Your task: From the entries below, output the line with "Query: business man" and each following line up to and including the line with "Query: blonde hair", exactly as written.

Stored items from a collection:
□ □ □

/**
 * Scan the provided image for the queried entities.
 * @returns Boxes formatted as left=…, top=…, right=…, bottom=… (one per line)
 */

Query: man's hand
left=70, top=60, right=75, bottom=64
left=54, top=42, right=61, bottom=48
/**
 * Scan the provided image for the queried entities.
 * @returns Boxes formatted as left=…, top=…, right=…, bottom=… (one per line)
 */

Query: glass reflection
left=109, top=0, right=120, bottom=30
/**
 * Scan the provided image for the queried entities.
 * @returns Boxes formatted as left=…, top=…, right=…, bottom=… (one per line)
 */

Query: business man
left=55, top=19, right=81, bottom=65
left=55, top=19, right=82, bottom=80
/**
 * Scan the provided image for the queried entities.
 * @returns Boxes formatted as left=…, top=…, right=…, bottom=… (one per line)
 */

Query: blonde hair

□ □ □

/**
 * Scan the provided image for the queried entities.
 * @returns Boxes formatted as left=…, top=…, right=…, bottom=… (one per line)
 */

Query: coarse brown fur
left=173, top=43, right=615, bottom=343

□ □ □

Output of the task:
Query: business man
left=55, top=19, right=81, bottom=65
left=55, top=19, right=82, bottom=80
/**
 * Scan the provided image for the queried entities.
 * @returns Boxes formatted as left=…, top=…, right=…, bottom=… (one per line)
 */

Query: blonde hair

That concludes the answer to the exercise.